TASK PROMPT ▸
From the first line of the listing below through the line with "spot the wall outlet cover", transcribe exactly and skip the pictures.

MATERIAL SUPPLIED ▸
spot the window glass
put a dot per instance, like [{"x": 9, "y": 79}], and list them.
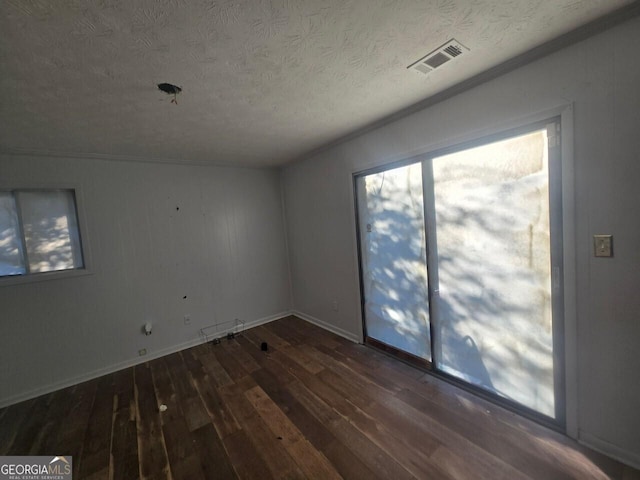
[{"x": 38, "y": 232}]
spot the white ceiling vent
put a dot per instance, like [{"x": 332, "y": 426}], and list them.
[{"x": 439, "y": 57}]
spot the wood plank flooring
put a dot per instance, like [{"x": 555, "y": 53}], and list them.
[{"x": 313, "y": 406}]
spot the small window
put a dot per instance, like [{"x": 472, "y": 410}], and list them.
[{"x": 39, "y": 232}]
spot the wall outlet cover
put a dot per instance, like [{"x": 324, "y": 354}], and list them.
[{"x": 603, "y": 245}]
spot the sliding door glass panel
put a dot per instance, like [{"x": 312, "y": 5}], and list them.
[
  {"x": 11, "y": 258},
  {"x": 494, "y": 327},
  {"x": 394, "y": 266}
]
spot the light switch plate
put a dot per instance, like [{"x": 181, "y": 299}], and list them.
[{"x": 603, "y": 245}]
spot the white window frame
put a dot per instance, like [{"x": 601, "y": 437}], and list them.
[{"x": 83, "y": 236}]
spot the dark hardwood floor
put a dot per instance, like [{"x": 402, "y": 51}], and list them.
[{"x": 313, "y": 406}]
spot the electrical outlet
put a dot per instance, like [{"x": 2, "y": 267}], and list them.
[{"x": 603, "y": 245}]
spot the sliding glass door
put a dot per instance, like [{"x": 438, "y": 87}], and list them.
[
  {"x": 489, "y": 313},
  {"x": 394, "y": 262}
]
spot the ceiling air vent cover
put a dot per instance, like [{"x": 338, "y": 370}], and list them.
[{"x": 439, "y": 57}]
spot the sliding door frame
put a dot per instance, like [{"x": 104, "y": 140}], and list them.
[{"x": 561, "y": 193}]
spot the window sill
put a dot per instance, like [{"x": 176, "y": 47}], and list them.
[{"x": 42, "y": 277}]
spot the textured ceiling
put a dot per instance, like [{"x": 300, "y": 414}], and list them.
[{"x": 263, "y": 82}]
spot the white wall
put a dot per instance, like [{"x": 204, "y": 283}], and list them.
[
  {"x": 224, "y": 249},
  {"x": 600, "y": 77}
]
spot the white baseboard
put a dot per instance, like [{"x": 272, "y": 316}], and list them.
[
  {"x": 52, "y": 387},
  {"x": 327, "y": 326},
  {"x": 625, "y": 456}
]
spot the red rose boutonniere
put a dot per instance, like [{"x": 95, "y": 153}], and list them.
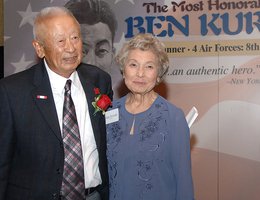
[{"x": 102, "y": 102}]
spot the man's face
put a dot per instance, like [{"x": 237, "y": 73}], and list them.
[
  {"x": 97, "y": 45},
  {"x": 61, "y": 44}
]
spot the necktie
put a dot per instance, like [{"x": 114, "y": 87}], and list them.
[{"x": 73, "y": 187}]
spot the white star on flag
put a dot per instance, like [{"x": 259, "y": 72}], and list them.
[
  {"x": 21, "y": 64},
  {"x": 27, "y": 16}
]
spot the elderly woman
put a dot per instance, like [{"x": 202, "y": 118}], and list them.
[{"x": 148, "y": 137}]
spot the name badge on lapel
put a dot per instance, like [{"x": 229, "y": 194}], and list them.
[{"x": 112, "y": 116}]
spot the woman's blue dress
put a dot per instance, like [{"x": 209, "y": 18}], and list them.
[{"x": 154, "y": 162}]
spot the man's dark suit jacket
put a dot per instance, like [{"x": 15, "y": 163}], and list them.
[{"x": 31, "y": 147}]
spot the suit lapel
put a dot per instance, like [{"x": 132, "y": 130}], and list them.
[
  {"x": 43, "y": 97},
  {"x": 90, "y": 95}
]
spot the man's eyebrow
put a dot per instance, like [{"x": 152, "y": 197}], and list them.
[{"x": 104, "y": 41}]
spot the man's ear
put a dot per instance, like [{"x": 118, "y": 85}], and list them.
[{"x": 38, "y": 48}]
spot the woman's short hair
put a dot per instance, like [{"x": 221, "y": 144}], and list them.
[{"x": 145, "y": 42}]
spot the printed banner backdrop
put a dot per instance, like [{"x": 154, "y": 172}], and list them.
[{"x": 214, "y": 50}]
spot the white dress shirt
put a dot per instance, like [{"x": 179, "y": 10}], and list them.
[{"x": 89, "y": 148}]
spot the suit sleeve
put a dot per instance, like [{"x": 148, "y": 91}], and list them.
[
  {"x": 6, "y": 140},
  {"x": 181, "y": 157}
]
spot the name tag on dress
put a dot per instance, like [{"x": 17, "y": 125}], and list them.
[{"x": 112, "y": 116}]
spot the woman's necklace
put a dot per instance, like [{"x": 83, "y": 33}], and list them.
[
  {"x": 132, "y": 130},
  {"x": 133, "y": 127}
]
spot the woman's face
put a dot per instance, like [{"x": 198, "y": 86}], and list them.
[{"x": 141, "y": 71}]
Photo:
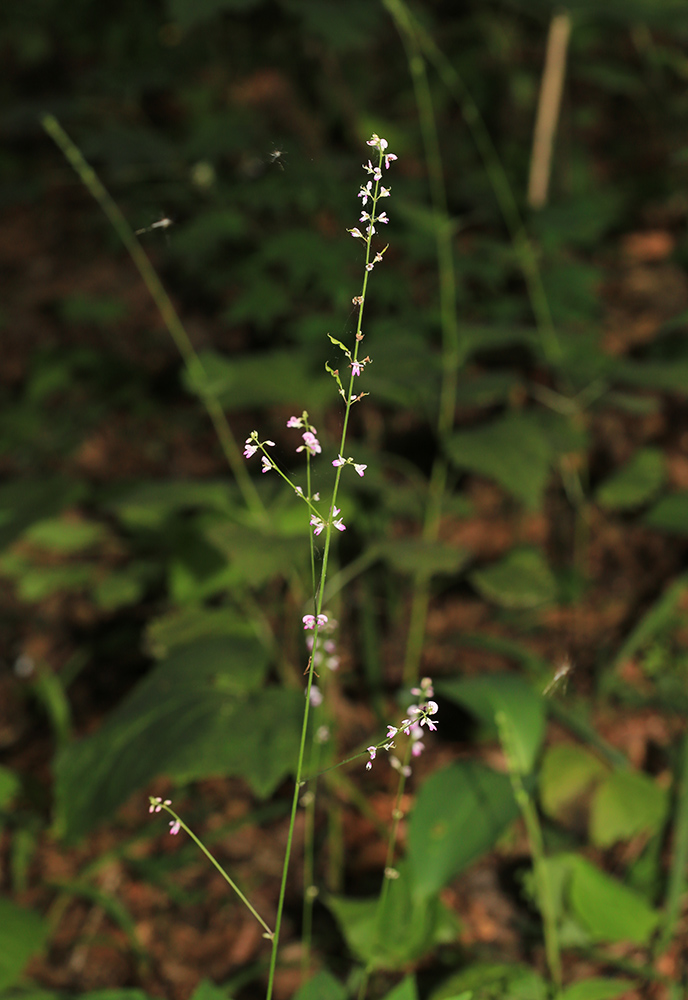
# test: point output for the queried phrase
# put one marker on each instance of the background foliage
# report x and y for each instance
(150, 624)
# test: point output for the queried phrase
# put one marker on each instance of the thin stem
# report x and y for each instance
(677, 883)
(193, 363)
(156, 806)
(543, 885)
(375, 194)
(495, 171)
(549, 105)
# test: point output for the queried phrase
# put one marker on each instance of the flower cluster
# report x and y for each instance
(419, 715)
(156, 804)
(372, 191)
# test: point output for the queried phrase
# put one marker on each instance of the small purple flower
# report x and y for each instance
(317, 523)
(310, 620)
(311, 443)
(157, 803)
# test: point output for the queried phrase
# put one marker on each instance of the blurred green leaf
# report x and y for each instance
(670, 514)
(488, 696)
(511, 450)
(522, 579)
(597, 989)
(200, 712)
(626, 803)
(412, 925)
(567, 771)
(22, 933)
(634, 483)
(605, 907)
(460, 812)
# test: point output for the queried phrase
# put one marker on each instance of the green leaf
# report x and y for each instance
(670, 514)
(415, 555)
(566, 772)
(625, 804)
(27, 500)
(509, 694)
(207, 990)
(321, 986)
(522, 579)
(411, 926)
(9, 786)
(58, 535)
(198, 713)
(189, 12)
(460, 812)
(597, 989)
(405, 990)
(606, 908)
(493, 982)
(22, 934)
(634, 483)
(511, 450)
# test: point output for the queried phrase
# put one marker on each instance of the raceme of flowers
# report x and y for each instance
(419, 715)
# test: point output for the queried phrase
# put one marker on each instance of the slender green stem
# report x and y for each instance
(193, 363)
(156, 806)
(350, 398)
(677, 883)
(543, 885)
(454, 348)
(496, 173)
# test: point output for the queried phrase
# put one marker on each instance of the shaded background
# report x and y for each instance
(567, 509)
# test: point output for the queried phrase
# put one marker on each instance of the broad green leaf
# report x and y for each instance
(321, 986)
(460, 812)
(264, 379)
(149, 505)
(509, 694)
(207, 990)
(497, 981)
(634, 483)
(185, 625)
(200, 712)
(670, 514)
(405, 990)
(625, 804)
(410, 926)
(566, 772)
(22, 933)
(24, 501)
(522, 579)
(606, 908)
(671, 376)
(414, 555)
(597, 989)
(59, 535)
(511, 450)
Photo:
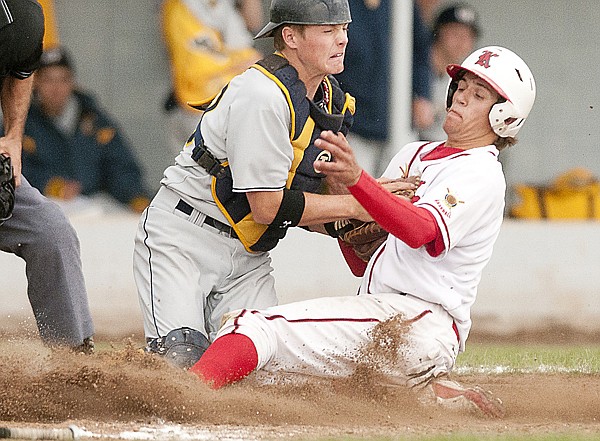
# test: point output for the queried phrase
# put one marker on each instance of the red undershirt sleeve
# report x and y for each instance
(355, 263)
(413, 225)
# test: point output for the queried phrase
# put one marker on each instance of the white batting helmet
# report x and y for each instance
(508, 75)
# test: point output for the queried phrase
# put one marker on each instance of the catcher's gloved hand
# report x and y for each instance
(366, 237)
(7, 189)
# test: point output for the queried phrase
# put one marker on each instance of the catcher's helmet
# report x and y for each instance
(308, 12)
(508, 75)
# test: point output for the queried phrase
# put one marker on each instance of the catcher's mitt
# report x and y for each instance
(7, 189)
(366, 237)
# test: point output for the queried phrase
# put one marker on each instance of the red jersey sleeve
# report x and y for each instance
(413, 225)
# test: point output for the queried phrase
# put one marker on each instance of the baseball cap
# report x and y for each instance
(460, 13)
(57, 56)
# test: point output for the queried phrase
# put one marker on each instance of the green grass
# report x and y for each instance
(550, 437)
(530, 358)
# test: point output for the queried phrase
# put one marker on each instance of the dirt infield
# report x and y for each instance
(122, 389)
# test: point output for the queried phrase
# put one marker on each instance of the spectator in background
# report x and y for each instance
(72, 149)
(208, 44)
(51, 36)
(422, 105)
(455, 33)
(366, 77)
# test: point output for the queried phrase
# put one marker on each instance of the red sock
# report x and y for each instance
(228, 359)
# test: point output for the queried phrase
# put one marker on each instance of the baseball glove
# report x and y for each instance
(7, 189)
(366, 237)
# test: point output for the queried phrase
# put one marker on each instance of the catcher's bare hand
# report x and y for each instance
(343, 167)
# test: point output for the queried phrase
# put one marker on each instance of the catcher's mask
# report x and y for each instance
(508, 75)
(306, 12)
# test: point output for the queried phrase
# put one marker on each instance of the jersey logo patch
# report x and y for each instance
(448, 203)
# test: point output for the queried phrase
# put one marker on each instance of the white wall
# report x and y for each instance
(540, 274)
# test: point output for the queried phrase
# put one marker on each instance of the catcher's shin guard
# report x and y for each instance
(182, 347)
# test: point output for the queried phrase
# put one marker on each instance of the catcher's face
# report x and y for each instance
(53, 86)
(321, 48)
(467, 120)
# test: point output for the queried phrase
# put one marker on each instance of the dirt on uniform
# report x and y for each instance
(124, 389)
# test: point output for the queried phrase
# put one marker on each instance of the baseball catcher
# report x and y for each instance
(413, 308)
(7, 189)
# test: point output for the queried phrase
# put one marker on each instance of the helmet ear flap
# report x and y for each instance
(502, 119)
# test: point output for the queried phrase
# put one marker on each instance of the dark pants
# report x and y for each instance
(40, 234)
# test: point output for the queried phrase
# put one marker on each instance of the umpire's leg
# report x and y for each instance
(40, 234)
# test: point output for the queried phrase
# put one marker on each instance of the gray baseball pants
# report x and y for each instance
(40, 234)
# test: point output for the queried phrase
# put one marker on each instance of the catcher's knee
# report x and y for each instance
(182, 347)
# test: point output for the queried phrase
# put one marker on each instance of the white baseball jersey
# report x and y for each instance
(433, 294)
(187, 274)
(465, 193)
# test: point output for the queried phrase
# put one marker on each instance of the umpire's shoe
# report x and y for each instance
(451, 395)
(87, 347)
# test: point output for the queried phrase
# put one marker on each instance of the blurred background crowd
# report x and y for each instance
(134, 65)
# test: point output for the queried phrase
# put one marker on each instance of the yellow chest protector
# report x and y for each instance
(307, 121)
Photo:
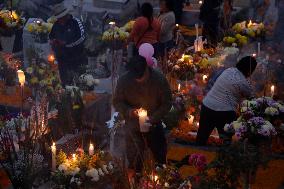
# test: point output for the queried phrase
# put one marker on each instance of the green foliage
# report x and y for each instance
(233, 166)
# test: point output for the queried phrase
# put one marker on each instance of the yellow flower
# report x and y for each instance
(34, 80)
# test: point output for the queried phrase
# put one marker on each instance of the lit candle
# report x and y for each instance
(190, 119)
(91, 149)
(74, 157)
(204, 78)
(53, 153)
(272, 89)
(21, 77)
(142, 119)
(156, 178)
(250, 24)
(51, 58)
(179, 87)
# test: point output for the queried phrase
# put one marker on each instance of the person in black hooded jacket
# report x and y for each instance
(210, 13)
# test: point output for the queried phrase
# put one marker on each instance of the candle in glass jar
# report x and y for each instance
(179, 87)
(53, 157)
(190, 119)
(143, 116)
(204, 78)
(272, 89)
(21, 77)
(91, 149)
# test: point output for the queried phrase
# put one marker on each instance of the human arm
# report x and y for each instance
(166, 102)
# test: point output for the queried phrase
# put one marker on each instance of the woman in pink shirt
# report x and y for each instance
(146, 28)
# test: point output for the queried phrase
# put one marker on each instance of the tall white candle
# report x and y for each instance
(190, 119)
(272, 89)
(53, 161)
(204, 78)
(91, 149)
(258, 48)
(142, 119)
(21, 77)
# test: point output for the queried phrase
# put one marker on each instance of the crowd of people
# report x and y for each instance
(143, 86)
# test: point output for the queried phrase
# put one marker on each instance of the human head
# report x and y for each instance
(137, 67)
(60, 11)
(147, 11)
(247, 65)
(166, 5)
(147, 51)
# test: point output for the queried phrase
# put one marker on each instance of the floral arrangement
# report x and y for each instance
(40, 30)
(128, 26)
(249, 29)
(43, 77)
(164, 177)
(259, 117)
(10, 19)
(8, 68)
(87, 82)
(81, 168)
(21, 150)
(115, 33)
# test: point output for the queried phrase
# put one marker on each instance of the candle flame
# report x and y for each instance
(51, 58)
(142, 112)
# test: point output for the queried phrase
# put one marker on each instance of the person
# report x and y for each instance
(67, 40)
(146, 28)
(146, 50)
(167, 20)
(220, 104)
(210, 12)
(143, 87)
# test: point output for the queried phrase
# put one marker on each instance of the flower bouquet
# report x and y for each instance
(83, 170)
(9, 22)
(43, 78)
(40, 30)
(258, 120)
(115, 34)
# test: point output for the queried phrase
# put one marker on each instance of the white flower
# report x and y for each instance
(92, 173)
(63, 167)
(101, 173)
(95, 179)
(110, 166)
(75, 171)
(271, 111)
(105, 169)
(236, 125)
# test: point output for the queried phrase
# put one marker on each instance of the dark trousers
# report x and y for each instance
(209, 119)
(138, 143)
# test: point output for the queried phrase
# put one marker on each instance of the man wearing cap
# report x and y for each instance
(143, 87)
(67, 40)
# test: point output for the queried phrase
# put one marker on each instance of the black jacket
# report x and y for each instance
(72, 33)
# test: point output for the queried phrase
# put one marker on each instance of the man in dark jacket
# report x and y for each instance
(143, 87)
(67, 39)
(210, 16)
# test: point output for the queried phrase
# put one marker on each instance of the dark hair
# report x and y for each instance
(147, 11)
(247, 65)
(137, 66)
(169, 4)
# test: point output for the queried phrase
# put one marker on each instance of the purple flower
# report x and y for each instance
(258, 121)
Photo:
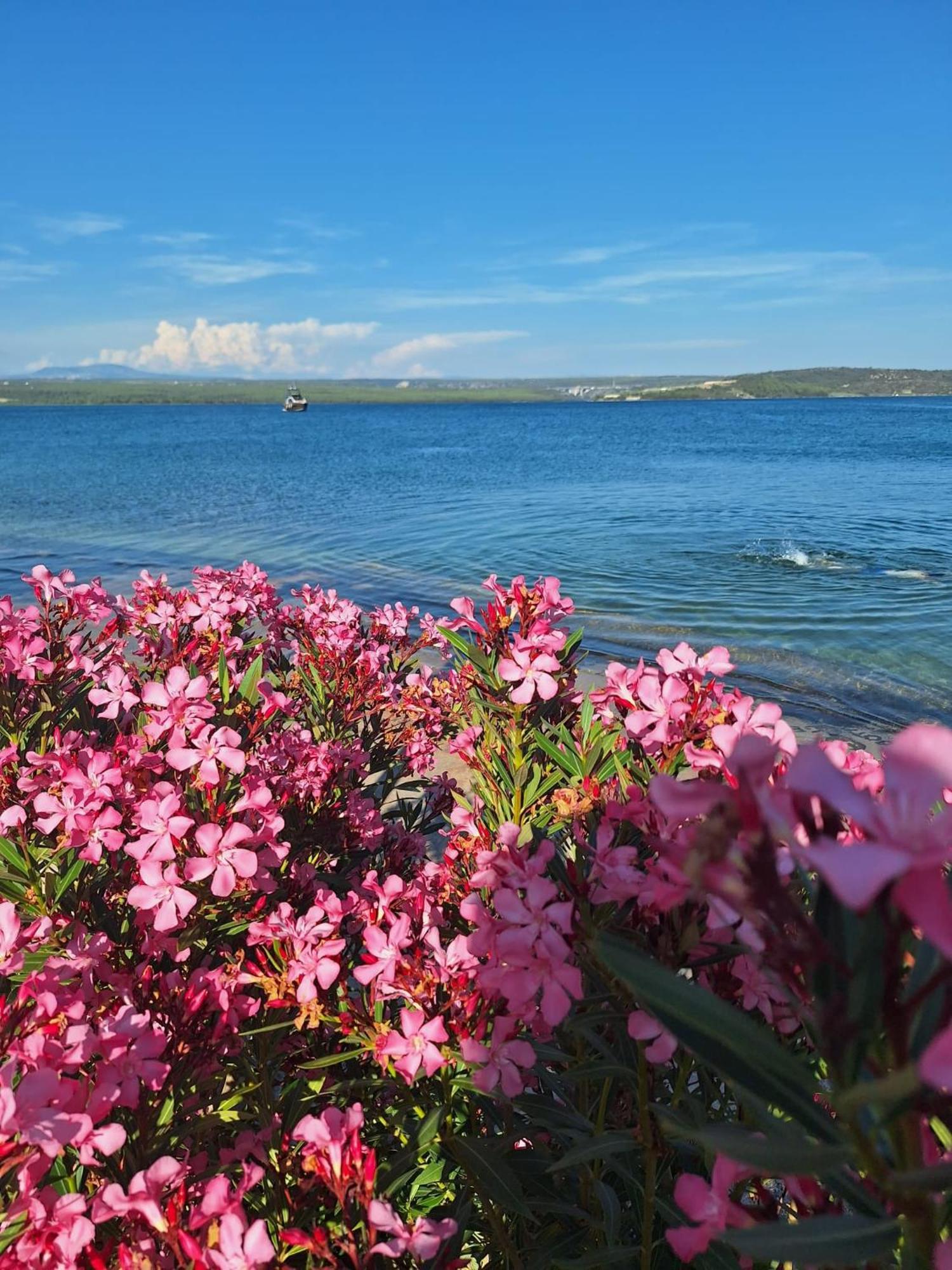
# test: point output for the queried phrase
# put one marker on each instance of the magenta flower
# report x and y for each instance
(422, 1243)
(903, 844)
(43, 1109)
(163, 824)
(531, 675)
(333, 1141)
(503, 1059)
(162, 893)
(181, 702)
(224, 857)
(144, 1197)
(241, 1247)
(209, 749)
(418, 1046)
(709, 1206)
(116, 694)
(936, 1062)
(384, 952)
(661, 1043)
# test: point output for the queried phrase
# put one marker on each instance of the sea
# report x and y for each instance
(813, 538)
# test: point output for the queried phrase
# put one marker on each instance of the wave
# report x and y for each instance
(791, 556)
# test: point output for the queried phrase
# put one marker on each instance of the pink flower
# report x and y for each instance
(224, 857)
(936, 1062)
(58, 1234)
(178, 703)
(43, 1109)
(144, 1197)
(333, 1142)
(686, 662)
(503, 1059)
(384, 952)
(708, 1205)
(422, 1243)
(162, 893)
(663, 708)
(116, 695)
(662, 1045)
(418, 1047)
(163, 824)
(241, 1247)
(532, 675)
(209, 749)
(465, 742)
(903, 843)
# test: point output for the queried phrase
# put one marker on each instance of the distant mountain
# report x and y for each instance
(817, 382)
(98, 371)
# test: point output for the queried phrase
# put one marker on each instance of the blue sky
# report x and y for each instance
(501, 189)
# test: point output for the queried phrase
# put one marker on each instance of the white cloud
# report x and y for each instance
(597, 255)
(403, 358)
(315, 229)
(662, 346)
(243, 346)
(78, 225)
(25, 271)
(219, 271)
(181, 238)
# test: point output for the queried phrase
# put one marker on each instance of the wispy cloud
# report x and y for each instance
(18, 270)
(710, 274)
(248, 347)
(58, 229)
(671, 346)
(403, 358)
(315, 229)
(206, 270)
(600, 255)
(183, 238)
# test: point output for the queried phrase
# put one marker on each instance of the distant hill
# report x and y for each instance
(98, 371)
(121, 385)
(819, 382)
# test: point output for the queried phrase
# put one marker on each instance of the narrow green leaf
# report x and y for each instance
(628, 1257)
(827, 1241)
(615, 1144)
(491, 1173)
(248, 689)
(13, 858)
(939, 1178)
(69, 878)
(771, 1154)
(722, 1036)
(224, 680)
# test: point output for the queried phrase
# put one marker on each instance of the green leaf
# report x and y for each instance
(491, 1173)
(565, 759)
(13, 858)
(722, 1036)
(430, 1128)
(69, 878)
(331, 1060)
(937, 1178)
(827, 1241)
(615, 1144)
(248, 689)
(628, 1257)
(774, 1155)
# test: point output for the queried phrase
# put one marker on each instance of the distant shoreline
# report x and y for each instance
(79, 387)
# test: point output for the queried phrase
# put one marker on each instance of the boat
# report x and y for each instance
(295, 402)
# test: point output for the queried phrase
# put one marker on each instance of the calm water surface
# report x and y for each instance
(813, 538)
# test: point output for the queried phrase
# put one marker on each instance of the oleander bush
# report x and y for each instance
(652, 985)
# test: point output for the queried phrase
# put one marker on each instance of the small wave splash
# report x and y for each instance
(791, 556)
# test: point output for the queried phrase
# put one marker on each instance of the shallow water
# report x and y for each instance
(813, 538)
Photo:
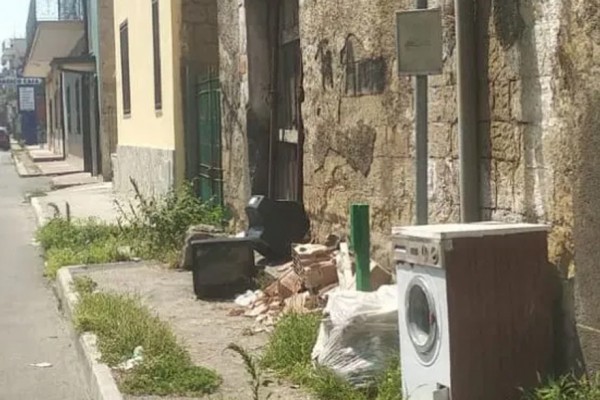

TASK ANSWER ▸
spot the window glass
put a dot per instance, like [{"x": 9, "y": 79}], and list them.
[{"x": 38, "y": 232}]
spot the white ceiling vent
put a dot per instance, like [{"x": 332, "y": 426}], and list them.
[{"x": 439, "y": 57}]
spot the wood plank flooring
put a dot per instance, like [{"x": 555, "y": 53}], and list them.
[{"x": 313, "y": 406}]
spot the small window
put a dot per instance, like [{"x": 472, "y": 410}], and list them.
[{"x": 39, "y": 232}]
spot the wall outlet cover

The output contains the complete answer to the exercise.